» **WORKING DATA**:
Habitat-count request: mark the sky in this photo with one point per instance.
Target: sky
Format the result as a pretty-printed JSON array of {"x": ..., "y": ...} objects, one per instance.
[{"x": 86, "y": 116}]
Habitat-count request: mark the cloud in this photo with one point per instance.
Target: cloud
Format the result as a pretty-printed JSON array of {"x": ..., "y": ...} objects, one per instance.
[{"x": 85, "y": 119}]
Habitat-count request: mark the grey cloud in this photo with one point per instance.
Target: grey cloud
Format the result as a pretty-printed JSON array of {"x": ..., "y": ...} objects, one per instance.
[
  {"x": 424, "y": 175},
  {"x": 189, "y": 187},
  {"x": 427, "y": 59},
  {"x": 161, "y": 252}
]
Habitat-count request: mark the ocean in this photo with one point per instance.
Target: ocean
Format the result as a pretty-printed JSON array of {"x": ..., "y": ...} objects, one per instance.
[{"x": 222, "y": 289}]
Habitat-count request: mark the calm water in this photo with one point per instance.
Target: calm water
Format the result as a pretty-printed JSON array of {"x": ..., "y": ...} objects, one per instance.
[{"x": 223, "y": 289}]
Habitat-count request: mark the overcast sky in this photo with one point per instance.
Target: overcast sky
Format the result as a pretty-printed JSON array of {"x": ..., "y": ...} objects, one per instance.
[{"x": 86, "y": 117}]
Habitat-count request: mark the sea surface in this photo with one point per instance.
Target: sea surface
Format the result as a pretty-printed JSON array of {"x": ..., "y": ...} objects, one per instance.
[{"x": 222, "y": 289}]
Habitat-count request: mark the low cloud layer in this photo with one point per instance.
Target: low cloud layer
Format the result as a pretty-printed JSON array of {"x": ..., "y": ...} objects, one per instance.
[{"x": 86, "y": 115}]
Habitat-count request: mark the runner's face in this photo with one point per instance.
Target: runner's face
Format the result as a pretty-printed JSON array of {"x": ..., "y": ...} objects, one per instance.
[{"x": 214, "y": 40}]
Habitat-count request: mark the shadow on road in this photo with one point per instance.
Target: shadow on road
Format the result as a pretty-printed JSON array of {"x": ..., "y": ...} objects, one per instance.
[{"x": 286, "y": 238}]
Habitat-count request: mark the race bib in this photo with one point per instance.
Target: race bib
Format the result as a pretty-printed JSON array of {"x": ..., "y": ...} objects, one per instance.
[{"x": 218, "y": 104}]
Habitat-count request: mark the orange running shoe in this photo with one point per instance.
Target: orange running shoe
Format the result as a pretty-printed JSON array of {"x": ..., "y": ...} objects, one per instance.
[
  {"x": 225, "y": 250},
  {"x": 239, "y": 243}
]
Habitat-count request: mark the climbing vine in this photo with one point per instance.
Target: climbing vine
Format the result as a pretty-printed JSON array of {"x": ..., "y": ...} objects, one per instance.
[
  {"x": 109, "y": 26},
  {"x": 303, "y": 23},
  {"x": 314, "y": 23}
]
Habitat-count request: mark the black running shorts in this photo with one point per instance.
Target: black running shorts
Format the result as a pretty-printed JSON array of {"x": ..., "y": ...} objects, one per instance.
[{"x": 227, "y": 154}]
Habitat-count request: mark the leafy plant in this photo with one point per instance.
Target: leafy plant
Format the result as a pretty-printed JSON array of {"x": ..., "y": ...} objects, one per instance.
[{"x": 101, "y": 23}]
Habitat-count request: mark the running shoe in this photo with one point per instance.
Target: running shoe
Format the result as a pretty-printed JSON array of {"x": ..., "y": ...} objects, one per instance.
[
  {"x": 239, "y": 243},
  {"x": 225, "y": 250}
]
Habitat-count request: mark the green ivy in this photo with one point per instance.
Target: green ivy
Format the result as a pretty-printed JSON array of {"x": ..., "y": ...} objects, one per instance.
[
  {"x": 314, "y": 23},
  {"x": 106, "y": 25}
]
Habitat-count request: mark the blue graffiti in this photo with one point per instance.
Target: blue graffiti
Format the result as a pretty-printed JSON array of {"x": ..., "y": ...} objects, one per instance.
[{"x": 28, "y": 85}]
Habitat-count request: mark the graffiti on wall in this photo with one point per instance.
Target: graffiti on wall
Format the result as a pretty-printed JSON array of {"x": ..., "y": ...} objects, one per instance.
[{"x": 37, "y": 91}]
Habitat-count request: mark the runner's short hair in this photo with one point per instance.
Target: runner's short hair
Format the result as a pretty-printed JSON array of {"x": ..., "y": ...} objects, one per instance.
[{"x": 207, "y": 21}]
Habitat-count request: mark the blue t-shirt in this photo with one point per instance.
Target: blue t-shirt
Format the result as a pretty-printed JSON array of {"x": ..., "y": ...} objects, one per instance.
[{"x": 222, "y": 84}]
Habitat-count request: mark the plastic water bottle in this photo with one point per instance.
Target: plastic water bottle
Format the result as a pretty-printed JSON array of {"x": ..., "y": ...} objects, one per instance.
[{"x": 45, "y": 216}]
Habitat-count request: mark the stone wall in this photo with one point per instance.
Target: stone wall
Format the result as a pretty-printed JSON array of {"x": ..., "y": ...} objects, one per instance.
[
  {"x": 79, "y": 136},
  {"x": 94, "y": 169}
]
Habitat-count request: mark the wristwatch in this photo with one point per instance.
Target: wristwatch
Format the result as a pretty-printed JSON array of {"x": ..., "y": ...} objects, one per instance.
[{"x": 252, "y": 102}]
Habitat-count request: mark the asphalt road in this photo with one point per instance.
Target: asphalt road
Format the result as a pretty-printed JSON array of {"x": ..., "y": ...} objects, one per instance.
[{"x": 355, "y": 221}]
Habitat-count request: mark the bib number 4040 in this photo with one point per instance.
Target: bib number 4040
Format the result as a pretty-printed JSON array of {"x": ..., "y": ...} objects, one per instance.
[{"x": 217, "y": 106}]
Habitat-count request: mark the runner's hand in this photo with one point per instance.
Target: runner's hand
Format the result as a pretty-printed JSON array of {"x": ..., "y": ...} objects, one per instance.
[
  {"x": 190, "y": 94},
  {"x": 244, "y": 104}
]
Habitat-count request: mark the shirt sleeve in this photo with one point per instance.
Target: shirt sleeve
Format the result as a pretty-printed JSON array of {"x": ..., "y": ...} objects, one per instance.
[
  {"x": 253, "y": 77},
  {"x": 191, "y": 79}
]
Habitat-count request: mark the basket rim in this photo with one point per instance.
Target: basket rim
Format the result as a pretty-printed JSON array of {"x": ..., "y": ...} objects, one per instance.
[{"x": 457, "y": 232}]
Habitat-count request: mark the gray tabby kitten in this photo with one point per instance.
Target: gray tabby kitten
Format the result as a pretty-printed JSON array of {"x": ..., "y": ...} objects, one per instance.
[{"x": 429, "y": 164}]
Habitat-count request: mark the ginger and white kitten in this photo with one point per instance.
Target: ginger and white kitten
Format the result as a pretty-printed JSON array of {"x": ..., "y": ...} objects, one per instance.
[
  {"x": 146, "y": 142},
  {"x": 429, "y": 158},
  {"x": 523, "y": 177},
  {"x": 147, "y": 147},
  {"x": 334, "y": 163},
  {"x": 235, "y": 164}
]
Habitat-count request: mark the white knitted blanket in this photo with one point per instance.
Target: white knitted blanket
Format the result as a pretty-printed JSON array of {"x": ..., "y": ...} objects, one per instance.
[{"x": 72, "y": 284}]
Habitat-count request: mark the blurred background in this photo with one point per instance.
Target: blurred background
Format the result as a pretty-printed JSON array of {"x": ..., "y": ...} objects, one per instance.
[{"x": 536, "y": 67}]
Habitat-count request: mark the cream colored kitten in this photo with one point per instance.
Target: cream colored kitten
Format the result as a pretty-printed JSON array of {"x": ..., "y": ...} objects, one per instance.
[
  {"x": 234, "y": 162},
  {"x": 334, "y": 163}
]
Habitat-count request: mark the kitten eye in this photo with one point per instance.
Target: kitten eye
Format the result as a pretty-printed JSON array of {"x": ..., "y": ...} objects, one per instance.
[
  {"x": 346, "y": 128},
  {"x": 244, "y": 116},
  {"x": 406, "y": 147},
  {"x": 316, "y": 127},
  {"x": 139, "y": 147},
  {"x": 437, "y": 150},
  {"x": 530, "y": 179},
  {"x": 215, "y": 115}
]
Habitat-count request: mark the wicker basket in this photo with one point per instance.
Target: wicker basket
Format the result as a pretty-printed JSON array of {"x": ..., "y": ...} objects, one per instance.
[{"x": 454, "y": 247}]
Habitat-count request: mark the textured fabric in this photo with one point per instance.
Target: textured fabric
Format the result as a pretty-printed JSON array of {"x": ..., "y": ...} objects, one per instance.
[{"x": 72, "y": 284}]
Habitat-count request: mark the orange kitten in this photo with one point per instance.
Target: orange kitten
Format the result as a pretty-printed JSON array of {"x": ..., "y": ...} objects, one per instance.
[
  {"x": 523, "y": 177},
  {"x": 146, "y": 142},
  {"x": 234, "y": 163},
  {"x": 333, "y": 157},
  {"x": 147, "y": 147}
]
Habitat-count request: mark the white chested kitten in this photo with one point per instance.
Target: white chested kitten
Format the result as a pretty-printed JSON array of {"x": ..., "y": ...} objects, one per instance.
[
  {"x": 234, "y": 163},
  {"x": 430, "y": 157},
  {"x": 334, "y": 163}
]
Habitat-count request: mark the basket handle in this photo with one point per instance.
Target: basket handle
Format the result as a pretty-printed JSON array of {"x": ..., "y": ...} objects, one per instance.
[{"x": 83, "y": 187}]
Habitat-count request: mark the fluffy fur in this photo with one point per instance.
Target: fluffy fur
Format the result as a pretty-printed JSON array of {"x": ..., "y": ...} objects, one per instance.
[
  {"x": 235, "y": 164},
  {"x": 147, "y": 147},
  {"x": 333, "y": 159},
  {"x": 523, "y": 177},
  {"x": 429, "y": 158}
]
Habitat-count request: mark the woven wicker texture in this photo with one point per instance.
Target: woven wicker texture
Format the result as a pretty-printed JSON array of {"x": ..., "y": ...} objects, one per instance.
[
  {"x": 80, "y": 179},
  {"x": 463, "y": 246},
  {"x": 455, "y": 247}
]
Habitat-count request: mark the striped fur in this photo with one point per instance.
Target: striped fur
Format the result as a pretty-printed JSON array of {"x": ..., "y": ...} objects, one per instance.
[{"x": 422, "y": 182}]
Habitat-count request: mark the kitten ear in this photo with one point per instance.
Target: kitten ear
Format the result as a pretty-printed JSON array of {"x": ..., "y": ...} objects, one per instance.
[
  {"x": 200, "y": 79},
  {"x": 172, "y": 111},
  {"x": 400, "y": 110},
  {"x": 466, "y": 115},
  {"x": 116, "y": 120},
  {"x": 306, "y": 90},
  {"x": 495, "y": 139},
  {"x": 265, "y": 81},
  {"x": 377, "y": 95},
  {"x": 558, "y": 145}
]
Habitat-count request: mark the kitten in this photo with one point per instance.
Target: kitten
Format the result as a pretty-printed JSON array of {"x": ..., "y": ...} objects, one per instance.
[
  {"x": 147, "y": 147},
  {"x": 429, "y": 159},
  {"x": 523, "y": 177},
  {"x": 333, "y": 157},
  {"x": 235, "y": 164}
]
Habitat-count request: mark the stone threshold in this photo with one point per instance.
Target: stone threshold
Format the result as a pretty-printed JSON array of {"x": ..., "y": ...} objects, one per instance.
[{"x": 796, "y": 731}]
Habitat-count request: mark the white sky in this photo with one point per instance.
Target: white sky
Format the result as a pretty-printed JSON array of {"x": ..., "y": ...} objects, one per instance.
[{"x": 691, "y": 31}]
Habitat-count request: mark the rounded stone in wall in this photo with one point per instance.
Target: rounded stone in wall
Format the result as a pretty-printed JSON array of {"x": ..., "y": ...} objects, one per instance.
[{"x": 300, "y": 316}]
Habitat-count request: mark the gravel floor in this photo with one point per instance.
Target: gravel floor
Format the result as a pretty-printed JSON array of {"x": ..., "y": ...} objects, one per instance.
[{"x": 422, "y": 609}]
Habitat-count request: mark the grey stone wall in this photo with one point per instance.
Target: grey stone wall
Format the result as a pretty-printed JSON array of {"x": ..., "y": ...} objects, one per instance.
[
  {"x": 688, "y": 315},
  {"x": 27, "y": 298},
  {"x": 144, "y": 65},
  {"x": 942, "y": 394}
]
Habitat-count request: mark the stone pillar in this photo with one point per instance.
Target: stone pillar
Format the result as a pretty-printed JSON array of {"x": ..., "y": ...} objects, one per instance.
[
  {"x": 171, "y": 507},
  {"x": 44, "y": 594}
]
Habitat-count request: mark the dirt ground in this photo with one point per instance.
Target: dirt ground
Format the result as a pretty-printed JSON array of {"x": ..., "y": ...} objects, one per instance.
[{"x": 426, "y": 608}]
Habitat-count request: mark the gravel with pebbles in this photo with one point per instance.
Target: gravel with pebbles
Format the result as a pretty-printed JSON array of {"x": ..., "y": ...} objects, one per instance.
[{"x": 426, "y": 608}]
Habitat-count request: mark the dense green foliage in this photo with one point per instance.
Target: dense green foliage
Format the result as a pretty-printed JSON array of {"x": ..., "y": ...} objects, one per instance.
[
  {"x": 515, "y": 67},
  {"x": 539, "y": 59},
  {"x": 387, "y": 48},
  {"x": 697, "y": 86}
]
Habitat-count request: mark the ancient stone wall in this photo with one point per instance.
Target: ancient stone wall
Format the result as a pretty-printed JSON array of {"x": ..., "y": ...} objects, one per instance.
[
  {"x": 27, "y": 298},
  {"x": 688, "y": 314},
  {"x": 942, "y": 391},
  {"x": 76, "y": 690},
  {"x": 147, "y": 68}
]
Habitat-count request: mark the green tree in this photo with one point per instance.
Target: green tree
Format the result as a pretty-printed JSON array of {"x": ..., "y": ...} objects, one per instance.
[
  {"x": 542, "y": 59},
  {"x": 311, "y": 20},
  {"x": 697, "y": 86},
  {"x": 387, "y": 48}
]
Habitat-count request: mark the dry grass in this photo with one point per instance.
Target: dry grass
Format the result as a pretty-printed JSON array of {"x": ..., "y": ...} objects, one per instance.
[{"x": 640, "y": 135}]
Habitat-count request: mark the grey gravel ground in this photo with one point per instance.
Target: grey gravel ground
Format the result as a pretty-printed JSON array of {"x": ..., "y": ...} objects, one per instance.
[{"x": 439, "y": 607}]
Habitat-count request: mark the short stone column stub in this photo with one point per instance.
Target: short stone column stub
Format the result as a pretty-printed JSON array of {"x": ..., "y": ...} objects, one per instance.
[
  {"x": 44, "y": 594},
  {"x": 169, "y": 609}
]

» **ASSIGNMENT**: Go back to the listing above. Copy word for word the lines from the one with "Target: ancient stone wall" through the one with "Target: green tree", and nothing more.

» **SOLUTION TO THIS PROBLEM**:
Target: ancient stone wall
Format the result as a pretty-printed JSON array of {"x": ..., "y": ...} objects, one per instance.
[
  {"x": 27, "y": 298},
  {"x": 688, "y": 314},
  {"x": 942, "y": 391},
  {"x": 76, "y": 690},
  {"x": 147, "y": 68}
]
Habitat-count request: mark the green tree in this photo with one point per instance.
Target: green tree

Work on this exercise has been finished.